ASSIGNMENT: Starting at the top of the entries below, set down every line exactly, please, until you reach the line with "BATCH JOB #2094 — Class: pink t-shirt sleeve", which is included too.

RECORDS PROVIDED:
*****
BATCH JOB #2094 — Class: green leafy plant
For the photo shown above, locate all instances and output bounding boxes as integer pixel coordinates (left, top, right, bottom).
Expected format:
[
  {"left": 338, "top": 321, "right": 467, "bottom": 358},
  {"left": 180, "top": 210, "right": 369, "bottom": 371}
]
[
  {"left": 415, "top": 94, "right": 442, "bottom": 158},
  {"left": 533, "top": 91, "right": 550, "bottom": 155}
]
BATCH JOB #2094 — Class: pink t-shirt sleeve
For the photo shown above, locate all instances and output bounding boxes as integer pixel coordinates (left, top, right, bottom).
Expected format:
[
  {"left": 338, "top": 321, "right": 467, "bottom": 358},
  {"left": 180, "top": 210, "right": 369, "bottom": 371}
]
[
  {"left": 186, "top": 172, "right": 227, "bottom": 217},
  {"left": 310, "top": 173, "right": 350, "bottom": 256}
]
*****
RESPONSE TO THE TASK:
BATCH JOB #2094 — Class: green leafy plant
For the photo shown above, locate all instances and output bounding boxes as integer pixel coordinates (left, top, right, bottom).
Expected format:
[
  {"left": 338, "top": 321, "right": 467, "bottom": 358},
  {"left": 180, "top": 210, "right": 369, "bottom": 371}
]
[
  {"left": 415, "top": 94, "right": 442, "bottom": 158},
  {"left": 533, "top": 91, "right": 550, "bottom": 155}
]
BATCH JOB #2094 — Class: pink t-shirt sleeve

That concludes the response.